_Extract_:
Companies that pivoted to crypto-buying strategy have slowed purchases. Many have seen shares drop.
The hot crypto-treasury summer is over.
More than 200 companies went all-in on stockpiling digital currencies this year. Many investors are already cooling to the idea.
Corporate purchases of bitcoin have fallen steadily in recent months, and in September dropped to their lowest pace since April. A quarter of the public companies that adopted a bitcoin treasury strategy are now trading below the total value of their digital-token holdings, according to K33 Research.
Some stocks have tumbled by more than 50% since going public with their plans, while others have drawn scrutiny from regulators. By contrast, the Russell 2000 index of small-cap stocks surged 12% during the third quarter.
The corporate practice of adding bitcoin and other cryptocurrencies as a "treasury" asset exploded into a fast-moving trend after President Trump publicly signaled his support for the digital-asset industry. Within months, scores of companies had unveiled plans to leave behind their focus on industries ranging from biotechnology to farming equipment for bitcoin and other cryptocurrencies.

[Image point grounding data]
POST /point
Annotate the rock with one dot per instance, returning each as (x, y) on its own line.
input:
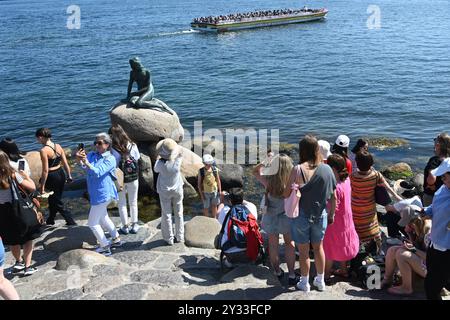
(397, 171)
(132, 291)
(80, 258)
(163, 278)
(66, 239)
(34, 161)
(190, 165)
(231, 176)
(71, 294)
(201, 231)
(147, 124)
(146, 180)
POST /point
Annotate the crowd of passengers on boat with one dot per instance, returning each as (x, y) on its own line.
(254, 14)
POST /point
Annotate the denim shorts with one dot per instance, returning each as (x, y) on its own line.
(2, 254)
(211, 198)
(276, 223)
(305, 230)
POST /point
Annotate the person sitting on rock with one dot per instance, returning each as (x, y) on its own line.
(234, 198)
(209, 186)
(144, 96)
(410, 257)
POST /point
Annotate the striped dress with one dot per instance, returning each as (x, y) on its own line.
(364, 205)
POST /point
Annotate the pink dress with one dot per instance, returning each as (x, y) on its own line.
(341, 242)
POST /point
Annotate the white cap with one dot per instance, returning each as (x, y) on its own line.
(343, 141)
(324, 147)
(208, 159)
(443, 168)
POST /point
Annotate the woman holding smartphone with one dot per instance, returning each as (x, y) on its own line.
(53, 176)
(16, 160)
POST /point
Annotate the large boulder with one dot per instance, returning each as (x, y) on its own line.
(69, 238)
(201, 231)
(34, 161)
(80, 258)
(397, 171)
(189, 191)
(190, 165)
(147, 124)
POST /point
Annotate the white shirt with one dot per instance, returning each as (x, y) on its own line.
(169, 178)
(221, 216)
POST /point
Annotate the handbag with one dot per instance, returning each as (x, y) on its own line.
(26, 209)
(264, 204)
(381, 194)
(291, 204)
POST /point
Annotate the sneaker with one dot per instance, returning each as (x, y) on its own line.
(303, 286)
(320, 285)
(293, 281)
(106, 251)
(29, 271)
(124, 230)
(394, 242)
(115, 243)
(18, 266)
(135, 228)
(227, 263)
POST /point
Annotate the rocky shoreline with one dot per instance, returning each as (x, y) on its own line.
(145, 267)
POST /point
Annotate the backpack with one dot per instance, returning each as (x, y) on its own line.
(243, 232)
(129, 167)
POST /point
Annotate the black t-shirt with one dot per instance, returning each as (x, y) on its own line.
(433, 163)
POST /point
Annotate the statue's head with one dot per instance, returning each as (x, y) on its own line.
(136, 64)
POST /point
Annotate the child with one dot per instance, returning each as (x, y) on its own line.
(209, 186)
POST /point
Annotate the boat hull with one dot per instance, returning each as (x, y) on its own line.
(233, 26)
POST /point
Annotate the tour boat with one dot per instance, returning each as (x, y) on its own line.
(257, 19)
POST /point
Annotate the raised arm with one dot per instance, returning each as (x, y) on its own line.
(130, 85)
(389, 189)
(44, 173)
(65, 163)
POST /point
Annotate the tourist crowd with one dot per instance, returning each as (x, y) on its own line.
(325, 206)
(253, 14)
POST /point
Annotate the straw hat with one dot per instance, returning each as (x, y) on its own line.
(167, 149)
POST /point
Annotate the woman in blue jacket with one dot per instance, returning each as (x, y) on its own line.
(100, 166)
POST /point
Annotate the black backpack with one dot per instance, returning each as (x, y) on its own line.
(129, 167)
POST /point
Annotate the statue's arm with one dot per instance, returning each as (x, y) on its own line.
(130, 85)
(147, 85)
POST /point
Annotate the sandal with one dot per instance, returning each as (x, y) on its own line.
(340, 273)
(399, 291)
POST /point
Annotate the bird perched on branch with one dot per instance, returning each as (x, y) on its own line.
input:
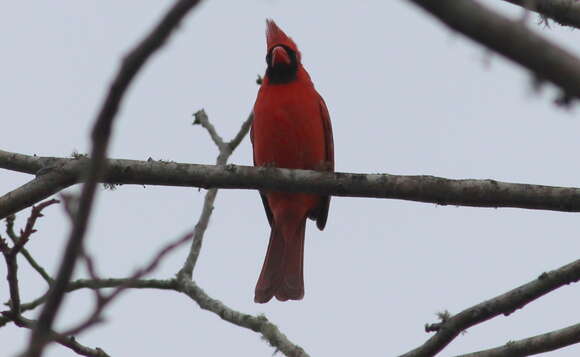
(291, 129)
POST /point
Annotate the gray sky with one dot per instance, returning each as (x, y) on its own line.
(406, 96)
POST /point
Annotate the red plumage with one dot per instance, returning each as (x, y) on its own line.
(291, 129)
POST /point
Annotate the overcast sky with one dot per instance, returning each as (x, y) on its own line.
(405, 95)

_Work task_: In the text about crypto treasuries, how much did the Russell 2000 index of small-cap stocks rise during the third quarter?

_Your solution_: It surged 12%.